--- Goal ---
Swap "place a point" for "put a mark" everywhere in the lines below, keeping every other word the same.
====== Data extract ======
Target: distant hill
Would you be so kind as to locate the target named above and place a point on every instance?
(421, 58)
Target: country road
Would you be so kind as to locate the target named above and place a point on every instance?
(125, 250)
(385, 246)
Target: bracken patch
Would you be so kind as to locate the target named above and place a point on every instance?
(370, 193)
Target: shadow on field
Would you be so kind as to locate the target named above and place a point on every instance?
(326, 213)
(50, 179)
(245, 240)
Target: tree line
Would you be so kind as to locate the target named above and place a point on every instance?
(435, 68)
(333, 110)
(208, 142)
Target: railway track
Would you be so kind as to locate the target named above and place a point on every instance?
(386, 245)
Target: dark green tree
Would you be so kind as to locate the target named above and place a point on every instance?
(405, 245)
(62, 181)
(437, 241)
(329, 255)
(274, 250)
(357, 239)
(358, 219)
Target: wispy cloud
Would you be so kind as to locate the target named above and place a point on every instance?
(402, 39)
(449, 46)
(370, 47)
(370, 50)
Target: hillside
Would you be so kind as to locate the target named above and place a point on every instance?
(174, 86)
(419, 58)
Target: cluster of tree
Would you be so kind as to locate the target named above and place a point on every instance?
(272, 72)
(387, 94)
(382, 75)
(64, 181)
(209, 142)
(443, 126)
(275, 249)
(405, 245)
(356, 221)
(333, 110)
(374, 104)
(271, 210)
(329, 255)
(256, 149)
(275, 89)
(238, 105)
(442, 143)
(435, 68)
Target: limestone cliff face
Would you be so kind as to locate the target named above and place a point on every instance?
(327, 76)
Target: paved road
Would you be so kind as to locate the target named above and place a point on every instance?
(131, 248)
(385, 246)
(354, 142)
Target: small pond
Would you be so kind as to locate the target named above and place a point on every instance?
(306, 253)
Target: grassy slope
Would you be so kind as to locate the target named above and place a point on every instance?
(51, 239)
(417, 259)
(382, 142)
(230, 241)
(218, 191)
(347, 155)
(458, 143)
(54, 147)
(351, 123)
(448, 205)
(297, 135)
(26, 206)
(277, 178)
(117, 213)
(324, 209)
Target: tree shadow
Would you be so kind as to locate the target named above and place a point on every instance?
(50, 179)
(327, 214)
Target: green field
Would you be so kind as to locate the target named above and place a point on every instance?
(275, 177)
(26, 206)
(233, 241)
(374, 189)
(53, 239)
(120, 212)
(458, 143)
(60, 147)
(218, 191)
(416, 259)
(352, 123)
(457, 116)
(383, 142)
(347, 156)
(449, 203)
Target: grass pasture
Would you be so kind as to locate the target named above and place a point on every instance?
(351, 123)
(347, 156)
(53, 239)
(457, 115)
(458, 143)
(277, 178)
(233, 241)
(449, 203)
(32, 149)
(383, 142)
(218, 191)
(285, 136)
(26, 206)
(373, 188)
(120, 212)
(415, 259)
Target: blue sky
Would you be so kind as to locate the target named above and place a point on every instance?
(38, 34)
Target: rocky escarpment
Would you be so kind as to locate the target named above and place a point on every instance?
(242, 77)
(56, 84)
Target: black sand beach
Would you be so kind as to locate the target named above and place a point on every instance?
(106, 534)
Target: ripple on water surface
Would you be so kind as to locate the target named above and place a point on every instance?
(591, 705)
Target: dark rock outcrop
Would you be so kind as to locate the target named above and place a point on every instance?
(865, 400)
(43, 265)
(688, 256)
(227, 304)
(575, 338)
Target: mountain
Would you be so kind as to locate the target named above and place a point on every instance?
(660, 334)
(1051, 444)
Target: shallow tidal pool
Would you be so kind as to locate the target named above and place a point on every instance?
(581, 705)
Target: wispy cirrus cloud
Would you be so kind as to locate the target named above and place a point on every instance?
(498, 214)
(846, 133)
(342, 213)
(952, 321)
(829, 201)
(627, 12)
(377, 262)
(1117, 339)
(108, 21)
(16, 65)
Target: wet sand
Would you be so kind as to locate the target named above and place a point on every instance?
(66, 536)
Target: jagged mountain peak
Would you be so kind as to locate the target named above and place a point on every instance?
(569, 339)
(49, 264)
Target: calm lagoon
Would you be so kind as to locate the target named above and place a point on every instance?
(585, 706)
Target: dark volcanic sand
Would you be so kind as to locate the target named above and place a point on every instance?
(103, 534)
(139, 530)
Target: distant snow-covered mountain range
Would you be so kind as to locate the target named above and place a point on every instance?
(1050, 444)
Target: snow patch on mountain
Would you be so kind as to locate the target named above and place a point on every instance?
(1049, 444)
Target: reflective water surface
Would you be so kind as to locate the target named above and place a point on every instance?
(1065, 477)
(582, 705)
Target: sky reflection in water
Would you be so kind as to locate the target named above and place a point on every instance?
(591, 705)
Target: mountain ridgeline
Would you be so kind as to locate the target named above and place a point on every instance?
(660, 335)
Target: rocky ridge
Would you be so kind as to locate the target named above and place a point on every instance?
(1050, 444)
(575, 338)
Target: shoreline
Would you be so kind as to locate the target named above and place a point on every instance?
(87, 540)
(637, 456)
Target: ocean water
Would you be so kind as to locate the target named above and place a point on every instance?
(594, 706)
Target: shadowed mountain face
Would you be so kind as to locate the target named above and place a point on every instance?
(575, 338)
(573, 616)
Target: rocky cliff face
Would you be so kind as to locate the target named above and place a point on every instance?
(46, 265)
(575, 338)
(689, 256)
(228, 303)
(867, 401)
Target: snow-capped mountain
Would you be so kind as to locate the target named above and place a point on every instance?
======
--- Response to the exercise ---
Target: distant hill
Would you be so kind as to locate the target named above and put a mark on every instance?
(421, 58)
Target: country road
Would you be so kind as to locate the target named above and put a mark on every instance?
(125, 250)
(385, 246)
Target: bracken patch
Would you be so kind as to locate the target named above and put a mark on every instance?
(370, 193)
Target: shadow on field
Would you be so kind as to locate the target named above and put a mark on every instance?
(326, 213)
(50, 179)
(245, 240)
Target: tree line
Would you be so kind as to locate the target named above and put a mark on every instance?
(435, 68)
(333, 110)
(208, 142)
Target: railway track
Would you be so kind as to locate the target named above and put a mark on every instance?
(386, 245)
Target: dark green tree
Would you be so kind as to locate the target named above and put a mark on every instance?
(405, 245)
(62, 181)
(437, 241)
(329, 255)
(274, 250)
(357, 239)
(358, 219)
Target: wispy cloud
Would you be so kind as to locate the target named above and put a mark on every instance?
(402, 39)
(449, 46)
(370, 47)
(370, 50)
Target: hillside
Would you be so kind as to locate the target named above and put a mark on every instance?
(174, 86)
(419, 58)
Target: cluster of tree
Would you be so kind as to locate the target named above and put a mark on every instance?
(272, 72)
(387, 94)
(382, 75)
(64, 181)
(209, 142)
(443, 126)
(275, 249)
(405, 245)
(356, 221)
(333, 110)
(374, 104)
(271, 210)
(329, 255)
(256, 149)
(275, 89)
(238, 105)
(442, 143)
(435, 68)
Target: limestone cliff face
Would you be so kind as to locate the target named above and put a mark on every instance?
(327, 76)
Target: paved road
Would you be so kind as to locate the target named above and put a mark on every instance?
(131, 248)
(385, 246)
(354, 142)
Target: small pond
Would you be so kind as to locate the target named above and put a mark on every instance?
(306, 253)
Target: grassy slope
Would you be so kind as to locate the target named above and put a mark on every instance?
(51, 239)
(417, 259)
(382, 142)
(230, 241)
(218, 191)
(347, 155)
(458, 143)
(54, 147)
(351, 123)
(448, 205)
(297, 135)
(26, 206)
(277, 178)
(117, 213)
(324, 209)
Target: tree shadow
Would you be so kind as to locate the target named above and put a mark on every instance?
(50, 179)
(327, 214)
Target: green field
Would you be so kind as to locate the target named above and put a mark on every instance?
(275, 177)
(26, 206)
(233, 241)
(374, 189)
(53, 239)
(120, 212)
(458, 143)
(60, 147)
(218, 191)
(416, 259)
(352, 123)
(457, 116)
(383, 142)
(347, 156)
(449, 203)
Target: grass pasture
Would you be so kind as to locate the target named above and put a mark on every instance?
(351, 123)
(347, 156)
(53, 239)
(457, 115)
(458, 143)
(277, 178)
(233, 241)
(449, 203)
(32, 149)
(383, 142)
(218, 191)
(285, 136)
(26, 206)
(373, 188)
(120, 212)
(415, 259)
Target: blue sky
Would you be so kind as to locate the target named above and put a mark on every instance?
(38, 34)
Target: rocky escarpment
Would you be so kind as to locate the target named above and put a mark on every instance?
(242, 77)
(56, 84)
Target: black sand beach
Would you be so kind as to locate the target named above and put a mark on every instance?
(106, 534)
Target: ripple on water surface
Would you be so kind as to locate the target named above and put a mark on every instance?
(591, 705)
Target: dark rock outcrop
Would you be so kind as to locate the target named above and put a mark on every instance?
(865, 400)
(43, 265)
(688, 256)
(227, 304)
(575, 338)
Target: mountain
Would you be so kind as to locate the target named above and put a mark on every instance?
(660, 334)
(1051, 444)
Target: shallow tidal pool
Would you be so kind as to locate the target named above and put a mark on every instance?
(581, 705)
Target: wispy cirrus cloud
Would you be so kind as to locate the target named above and put a mark on every instance?
(498, 214)
(846, 133)
(342, 213)
(952, 321)
(829, 201)
(627, 12)
(377, 262)
(1117, 339)
(108, 21)
(16, 65)
Target: wet sand
Would you be so kind as to locate the target named above and put a mark on every instance?
(66, 536)
Target: jagged mountain peak
Would you be so kind as to locate the target named above and put a mark on every instance?
(569, 339)
(49, 264)
Target: calm lagoon
Would you be so kind as to locate the target named above and put a mark on every instance?
(585, 706)
Target: dark volcanic sand
Would you be so kind as to locate the target named above and put a mark on every instance?
(103, 534)
(139, 530)
Target: distant snow-covered mountain range
Would you be so kind as to locate the target named above and put a mark on every instance?
(1050, 444)
Target: snow patch on mountain
Would you be so kind as to locate the target named above and put a mark on every instance?
(1049, 444)
Target: reflective water surface
Would you be so kind as to locate the target named above and put a mark on every instance?
(1065, 477)
(582, 705)
Target: sky reflection in water
Would you be so kind as to locate the target named above and put a mark on every instance?
(591, 705)
Target: mountain ridgeline
Would you be so kind as to locate the target named above and put a mark on every instance?
(660, 335)
Target: rocky ridge
Would you be so kind as to locate the target named above and put a mark on every instance?
(1050, 444)
(575, 338)
Target: shoreline
Would you be so kind as to locate the target named above and put a mark on every instance?
(87, 540)
(637, 456)
Target: ocean water
Would you be so kind as to locate the target named above and put a mark on every instance?
(594, 706)
Target: shadowed mountain face
Would you be so kind as to locate the target named above and put a mark on every instance?
(575, 338)
(573, 616)
Target: rocky cliff face
Would you be so kind as to locate the target named above and put a mark on every instance?
(46, 265)
(575, 338)
(689, 256)
(228, 303)
(867, 401)
Target: snow-capped mountain
Would you be so kind as to locate the target named above and put a mark on every instance?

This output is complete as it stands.